EXERCISE REQUIREMENTS :: Transcribe the post on licensing historical tour guides word for word, everything from "The Legalities of" down to "before being licensed.".

SELECTED PASSAGE ::
┄┄┄┄┄┄

J. L. BELL is a Massachusetts writer who specializes in (among other things) the start of the American Revolution in and around Boston. He is particularly interested in the experiences of children in 1765-75. He has published scholarly papers and popular articles for both children and adults. He was consultant for an episode of History Detectives, and contributed to a display at Minute Man National Historic Park.

Follow by Email


Tuesday, February 03, 2015

The Legalities of Licensing Historical Tour Guides

The National Constitution Center has highlighted a case under consideration by the U.S. Supreme Court about whether cities can require tour guides to pass tests of historical knowledge before being licensed.

Federal courts have issued contradictory decisions on that point in cases from Washington, D.C., and New Orleans. Such a disagreement often spurs the high court to issue a decision, but not always.

This question also arose in Philadelphia, and back in 2008 I wrote a bit about it, starting here. I found the libertarian think tank arguing the case (the same as in the current appeals) and its tour-company client were making arguments that didn’t add up, but they were easier to follow than a history professor’s position.

In the end, I concluded that a democratic government could, for the public good, institute a process for certifying guides as meeting certain standards for historical accuracy. But the potential harm to the public from historical misinformation was too small (even though the annoyance factor is high) to justify fining or otherwise punishing guides who don’t meet those standards or seek that certification. Furthermore, the process of approving some versions of history or some guides carries the dangers of oppressive ideology and favoritism.

(The photo above shows Gary Gregory in 2006, courtesy of Anne through Flickr via a Creative Commons license. Gary now operates the Edes & Gill print shop in the North End.)


EJWitek said...

If a municipality can demand that historical tour guides meet "certain standards for historical accuracy", under that same reasoning, couldn't the FCC require that the writers and producers of the History Channel's "Sons of Liberty" meet those same standards? After all, the History Channel broadcasts on public airwaves under license.

J. L. Bell said...

As a cable-television channel, the History Channel is not subject to the same F.C.C. rules as broadcast networks. I think there's a possible argument that its use of satellite transmission means it could be subject to some regulations for the public good, but overall the F.C.C. has cut back so much on media companies as long as they don't knowingly broadcast profanity that we'll never see that idea tested.

In any event, my argument above is that municipalities could set up a system to certify some sources of historical information as accurate, but not prevent others from promulgating their own stories or views. So the parallel is that a government could have a system to endorse some television miniseries (e.g., John Adams) and not others (e.g., Sons of Liberty), but the latter could still be shown.

One question is whether history teachers will end up basically producing that result through what videos they choose to show in classrooms.

(I should note that I spotted a lot of historical inaccuracies in John Adams and wrote about them on this site. Any dramatization has to be analyzed as a representation of the past designed to appeal to the dramatic sensibilities of its first audience.)

G. Lovely said...

I'm loathe to impinge on anyone's free speech right to spout absolute nonsense, no matter how high it raises my blood pressure, and the notion of government sanctioned information is even more abhorrent.

How about a loose confederation of local historians, professionals and amateurs stepping up to quiz self identified guides (over beers in a pub is fine) and giving those who can demonstrate at least a minimum of knowledge their imprimatur that they can use to tout their services?

┄┄┄┄┄┄

DATA PROVIDED ::
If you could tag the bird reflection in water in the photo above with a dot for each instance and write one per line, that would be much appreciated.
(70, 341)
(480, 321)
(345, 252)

┄┄┄┄┄┄

TASK ANSWER ::
The Legalities of Licensing Historical Tour Guides

The National Constitution Center has highlighted a case under consideration by the U.S. Supreme Court about whether cities can require tour guides to pass tests of historical knowledge before being licensed.